─── 読む文章 ───
>   >  「アーティストとしての本分をまっとうしたい。」バーチャルヒューマンプロジェクト『Saya』、中核メンバーたちが思いの丈を語り合った。
「アーティストとしての本分をまっとうしたい。」バーチャルヒューマンプロジェクト『Saya』、中核メンバーたちが思いの丈を語り合った。

「アーティストとしての本分をまっとうしたい。」バーチャルヒューマンプロジェクト『Saya』、中核メンバーたちが思いの丈を語り合った。

<2>ネガティブな意見は、期待の高さの裏返し

ーー「CEATEC JAPAN 2016」にて、ついに動くSayaが初公開されました(※1)。その反響はいかがでしたか?

※1:2016年10月3日(月)から7日(金)まで幕張メッセで開催された「CEATEC JAPAN 2016」。そのシャープブースにて、8K規格のCGアニメーション『la robe bleue』(青い服の少女)の一部パートが上映された。
www.sharp.co.jp/corporate/event/ceatec2016/

友香:今回にかぎりませんが、ポジティブな意見とネガティブな意見のどちらもありましたね。Twitterなどインターネットからいただくコメントはいつも気にしていますよ。プレッシャーに感じたり、落ち込むこともありますけど、エンターテインメントにおいてはそうした容赦のない声は付きものですよね。もちろん建設的なご意見もいただくので、自分たちの創作を客観的に補正するという意味でも大切にしてます。

晃之:わたし自身はSNSをやってないので、ネットの声を知る術がないというか(笑)。とは言え、友香を介してだいたいのところは把握しています。人の考え方や好みは千差万別なので、全ての意見をダイレクトに受け容れるべきではないと考えています。ただ、何かひっかかるものを感じたときは、自分たちなりの解釈を加えながら消化してますね。

友香:お互いにアーティストとしてのこだわりや信条もあるので、制作中はよくふたりでケンカもするんですよ(笑)。実は、そんなときにネットの声がわたしの味方になってくれるという利点もあるんですよね。「ほら、こういう意見もあるじゃん!」的な。

一同:(笑)。

晃之:そうなると、わたしとしても対応せざるを得ません。客観的な根拠ですから(笑)。また、今こうした活動に取り組めているのは、様々な意見を取り入れてきたからだという自覚もあります。無下に反論するのでは不毛ですし、色んなご意見を聞かせていただければと思います。

友香:とにかく、『Saya』への期待は大きなものだと改めて感じます。わたしたちのために時間をとって意見を寄せてくださっているわけなので、批判的なものは期待の裏返しなんだと前向きに受け止めるようになりました。

亀村:ネットの反響はどうしてもバイアスがかかりがちになるので、受け手側で補正しながら役立てていくのが良いですよね。貴重な意見になると思います。

ーーみなさんのポジティブさは、ハンパないですね。
─── データ欄 ───
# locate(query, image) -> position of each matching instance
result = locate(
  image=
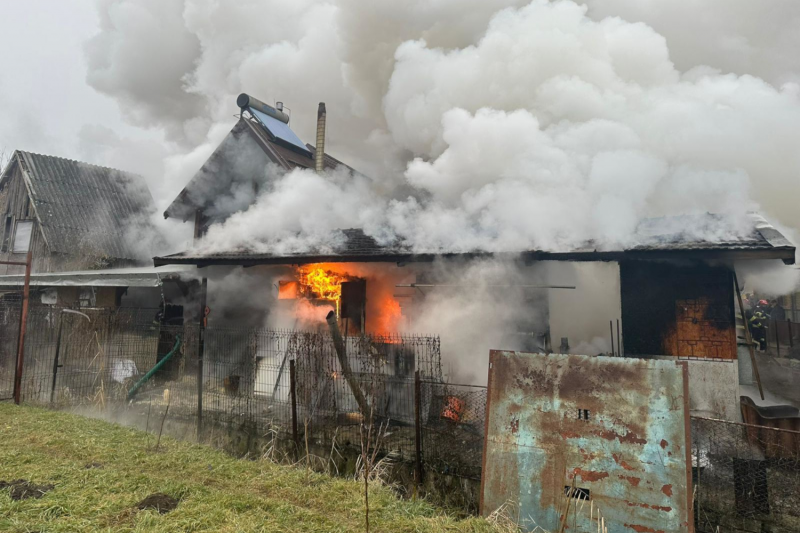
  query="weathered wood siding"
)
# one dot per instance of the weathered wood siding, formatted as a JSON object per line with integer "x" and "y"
{"x": 15, "y": 202}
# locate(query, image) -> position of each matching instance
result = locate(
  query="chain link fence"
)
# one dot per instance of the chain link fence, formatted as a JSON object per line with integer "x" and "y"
{"x": 453, "y": 426}
{"x": 746, "y": 477}
{"x": 128, "y": 362}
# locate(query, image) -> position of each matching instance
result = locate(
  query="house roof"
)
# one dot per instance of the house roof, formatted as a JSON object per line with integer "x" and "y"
{"x": 656, "y": 238}
{"x": 247, "y": 149}
{"x": 116, "y": 277}
{"x": 78, "y": 204}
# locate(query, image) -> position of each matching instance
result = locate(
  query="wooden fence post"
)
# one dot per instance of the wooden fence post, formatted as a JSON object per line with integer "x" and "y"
{"x": 293, "y": 394}
{"x": 200, "y": 352}
{"x": 23, "y": 325}
{"x": 417, "y": 428}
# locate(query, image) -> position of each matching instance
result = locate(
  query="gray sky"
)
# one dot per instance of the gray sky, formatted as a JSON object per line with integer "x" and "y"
{"x": 170, "y": 70}
{"x": 44, "y": 99}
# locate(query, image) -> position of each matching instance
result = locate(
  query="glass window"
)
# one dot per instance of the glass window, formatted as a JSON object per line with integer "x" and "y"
{"x": 22, "y": 237}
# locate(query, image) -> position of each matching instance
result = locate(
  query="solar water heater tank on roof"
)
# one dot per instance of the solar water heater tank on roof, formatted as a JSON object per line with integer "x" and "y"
{"x": 280, "y": 131}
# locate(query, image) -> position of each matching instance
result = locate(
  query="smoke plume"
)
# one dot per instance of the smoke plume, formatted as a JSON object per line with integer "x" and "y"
{"x": 477, "y": 125}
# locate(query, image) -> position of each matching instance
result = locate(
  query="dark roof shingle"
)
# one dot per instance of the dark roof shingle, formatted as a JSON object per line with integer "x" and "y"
{"x": 656, "y": 237}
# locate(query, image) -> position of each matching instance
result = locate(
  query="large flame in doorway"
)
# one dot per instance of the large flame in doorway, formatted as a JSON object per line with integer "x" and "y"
{"x": 322, "y": 284}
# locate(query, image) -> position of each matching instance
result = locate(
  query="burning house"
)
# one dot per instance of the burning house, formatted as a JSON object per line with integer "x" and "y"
{"x": 661, "y": 310}
{"x": 675, "y": 295}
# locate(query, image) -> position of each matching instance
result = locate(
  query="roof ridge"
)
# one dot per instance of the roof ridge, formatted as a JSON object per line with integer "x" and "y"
{"x": 80, "y": 162}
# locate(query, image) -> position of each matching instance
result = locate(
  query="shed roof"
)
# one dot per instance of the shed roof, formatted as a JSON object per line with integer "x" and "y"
{"x": 116, "y": 277}
{"x": 656, "y": 238}
{"x": 79, "y": 204}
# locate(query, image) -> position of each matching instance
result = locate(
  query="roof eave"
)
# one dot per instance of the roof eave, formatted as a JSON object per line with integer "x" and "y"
{"x": 786, "y": 254}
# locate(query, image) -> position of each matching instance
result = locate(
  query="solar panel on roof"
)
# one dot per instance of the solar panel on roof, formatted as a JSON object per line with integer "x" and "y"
{"x": 280, "y": 130}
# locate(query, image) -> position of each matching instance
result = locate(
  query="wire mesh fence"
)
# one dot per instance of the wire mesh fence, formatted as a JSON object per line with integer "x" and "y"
{"x": 126, "y": 359}
{"x": 746, "y": 477}
{"x": 453, "y": 426}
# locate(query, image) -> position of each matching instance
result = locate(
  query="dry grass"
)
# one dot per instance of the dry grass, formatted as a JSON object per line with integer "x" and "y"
{"x": 100, "y": 471}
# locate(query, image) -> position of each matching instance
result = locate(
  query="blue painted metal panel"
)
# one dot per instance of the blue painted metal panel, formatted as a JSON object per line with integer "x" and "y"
{"x": 280, "y": 130}
{"x": 615, "y": 427}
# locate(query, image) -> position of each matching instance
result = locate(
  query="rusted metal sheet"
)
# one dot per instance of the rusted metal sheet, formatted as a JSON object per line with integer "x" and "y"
{"x": 615, "y": 427}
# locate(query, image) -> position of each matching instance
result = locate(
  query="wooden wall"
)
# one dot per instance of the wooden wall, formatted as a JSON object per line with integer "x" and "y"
{"x": 14, "y": 201}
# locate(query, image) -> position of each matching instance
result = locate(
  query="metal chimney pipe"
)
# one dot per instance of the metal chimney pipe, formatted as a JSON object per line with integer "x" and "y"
{"x": 319, "y": 155}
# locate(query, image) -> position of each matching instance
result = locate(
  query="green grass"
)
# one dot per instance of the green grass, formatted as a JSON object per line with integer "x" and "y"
{"x": 217, "y": 492}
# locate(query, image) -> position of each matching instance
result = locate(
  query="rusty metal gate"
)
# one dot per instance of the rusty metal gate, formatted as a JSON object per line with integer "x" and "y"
{"x": 573, "y": 441}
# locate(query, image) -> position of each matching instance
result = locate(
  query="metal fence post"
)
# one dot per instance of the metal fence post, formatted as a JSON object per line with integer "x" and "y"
{"x": 23, "y": 325}
{"x": 418, "y": 428}
{"x": 293, "y": 394}
{"x": 200, "y": 352}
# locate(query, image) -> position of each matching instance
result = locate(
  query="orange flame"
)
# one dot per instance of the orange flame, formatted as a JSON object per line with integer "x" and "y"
{"x": 322, "y": 284}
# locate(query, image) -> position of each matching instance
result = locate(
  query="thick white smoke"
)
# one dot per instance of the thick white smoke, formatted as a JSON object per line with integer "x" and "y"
{"x": 481, "y": 125}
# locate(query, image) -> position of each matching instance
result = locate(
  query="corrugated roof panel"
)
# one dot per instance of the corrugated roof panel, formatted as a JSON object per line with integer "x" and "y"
{"x": 81, "y": 204}
{"x": 279, "y": 130}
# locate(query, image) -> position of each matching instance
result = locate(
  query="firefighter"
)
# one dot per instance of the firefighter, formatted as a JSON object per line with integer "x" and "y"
{"x": 758, "y": 324}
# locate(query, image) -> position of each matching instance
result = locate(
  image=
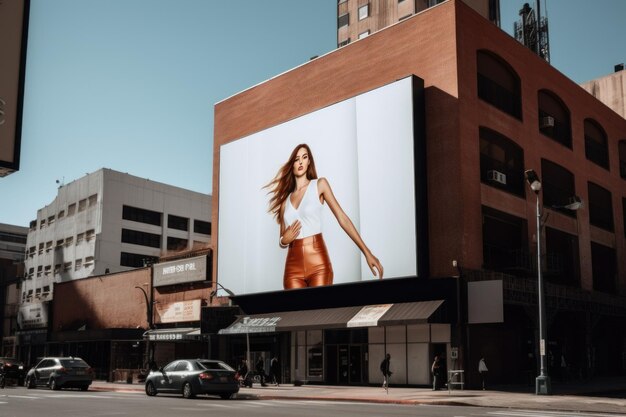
───
やること:
1 - Sayaについての対談を読んで、次の問いに答えてください。
(a) 「CEATEC JAPAN 2016」はどこで開かれましたか。
(b) 晃之さんがネットの声を自分で知る術がないのはなぜですか。
(c) 友香さんは批判的な意見を何の裏返しだと受け止めていますか。
2 - Sayaについての対談の続きを、最後の発言のあとから書き進めてください。
記録はこの練習では使いません。

練習の答え:
1 -
(a) 幕張メッセ
(b) SNSをやっていないから
(c) 期待の裏返し

2 -
亀村:昨年10月に、3枚の静止画を初公開したときから、エンタメとしてだけではなく介護ロボットなど、"未来のライフスタイル"的な意見も上がっていたんですよ。一般の方にもそうした想像をふくらませるほどのコンテンツ力を『Saya』が秘めているのだと実感しました。そんな『Saya』が動画になり、さらにAIを積んでよりインタラクティブでヴァーチャルリアリティ的なものとして日常生活にも浸透していくのかもしれない。そんな未来を垣間見た気がします。

友香:コンテンツが多くのものを引き付ける原動力になっているのだと思いました。最初は小さな取り組みだったものが、様々な意見を交えながらわたしたちの背中を押すことで成長していくというのがとても面白いですね。『Saya』の可能性は無限大だと思います。

「アーティストとしての本分をまっとうしたい。」バーチャルヒューマンプロジェクト『Saya』、最新状況を中核メンバーが語り合った。

Sayaを演じた吉良愛実氏は、ツークン研究所に在籍するCGデザイナーである。「彼女がアクターを演じるのは初めてのことでしたが、日頃はキャプチャ業務やアニメーション制作を手がけているので勘どころが良く、効率的に収録することができました」(三鬼氏)

ーーところで、今年の4月から『Saya』の制作に専念されているとのことですが、TELYUKAさんの一日には「何時に起きる、寝る」といった決まりがあるのですか?

友香:オフはほとんどありません(笑)。ずーっと作業しているので、土日の感覚もないですね。

晃之:休みたくて休むのではなくて、疲れて倒れちゃう的な(笑)。

友香:それ以前も仕事をしながら、土日や余暇を自主制作に割り当てていたのでスタイルとしては変わらないんですよ。ふたりともつくることが好きなので、CGがライフスタイルの中心になってしまっているんです。

晃之:ただ、仕事の合間をぬっての自主制作だと、どうしても不完全燃焼になってしまっていたんですよね。その意味では、現在の『Saya』に専念するというスタイルは、本当に自分の好きなものに注力するという、自分たちに投資をしている感覚ですね。

友香:実は、わたしから見て主人の健康状態や精神状態を考えると、会社に勤めるよりもフリーランスとして自宅で好きな創作に集中することで収入を得られるスタイルを確立した方が良いのだと思ったんです。

ーーそうした働き方もありますよね。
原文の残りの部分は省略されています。